## Stored data entries:
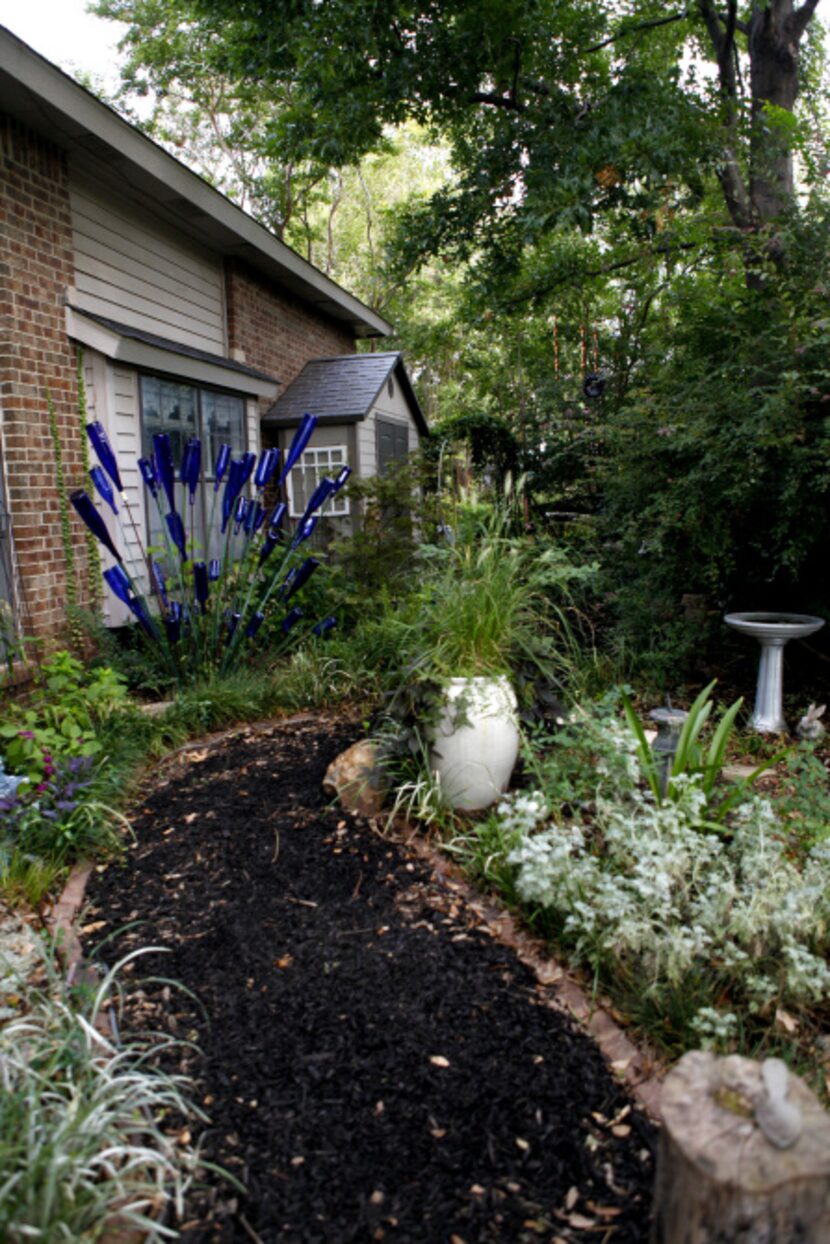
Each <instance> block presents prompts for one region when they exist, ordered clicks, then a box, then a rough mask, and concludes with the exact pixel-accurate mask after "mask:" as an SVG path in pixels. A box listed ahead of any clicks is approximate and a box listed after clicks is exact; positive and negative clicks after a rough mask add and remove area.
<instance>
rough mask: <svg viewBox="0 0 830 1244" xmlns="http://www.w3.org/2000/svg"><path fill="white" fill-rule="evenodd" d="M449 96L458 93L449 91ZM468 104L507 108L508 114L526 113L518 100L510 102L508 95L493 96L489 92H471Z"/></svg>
mask: <svg viewBox="0 0 830 1244" xmlns="http://www.w3.org/2000/svg"><path fill="white" fill-rule="evenodd" d="M448 93H449V95H457V93H458V92H455V91H450V92H448ZM468 100H469V101H470V103H488V104H490V106H492V107H494V108H508V111H509V112H526V111H528V106H526V104H525V103H521V102H520V101H519V100H511V98H510V96H509V95H493V93H492V92H490V91H473V92H472V95H469V96H468Z"/></svg>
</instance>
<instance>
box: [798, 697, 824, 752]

## What you should do:
A verbatim copy of the records is needed, with all images omitted.

## Completed exercise:
Each <instance> block presents prompts for one region when they exist, ordered clicks, then a box, then a rough mask, and concludes with the exact pixel-accurate mask after "mask:" as an SVG path in pixels. A box listed ahead of any clicks is approximate and a box listed after clicks is exact; positive and negative clicks after a rough mask add and remove area.
<instance>
rough mask: <svg viewBox="0 0 830 1244" xmlns="http://www.w3.org/2000/svg"><path fill="white" fill-rule="evenodd" d="M449 96L458 93L449 91ZM468 104L507 108L508 114L526 113L518 100L510 102L508 95L493 96L489 92H471Z"/></svg>
mask: <svg viewBox="0 0 830 1244" xmlns="http://www.w3.org/2000/svg"><path fill="white" fill-rule="evenodd" d="M448 93H449V95H457V93H458V92H455V91H450V92H448ZM468 100H469V101H470V103H488V104H490V106H492V107H494V108H508V111H509V112H526V111H528V106H526V104H525V103H521V102H520V101H519V100H511V98H510V96H509V95H493V93H492V92H490V91H473V92H472V95H469V96H468Z"/></svg>
</instance>
<instance>
box: [798, 697, 824, 752]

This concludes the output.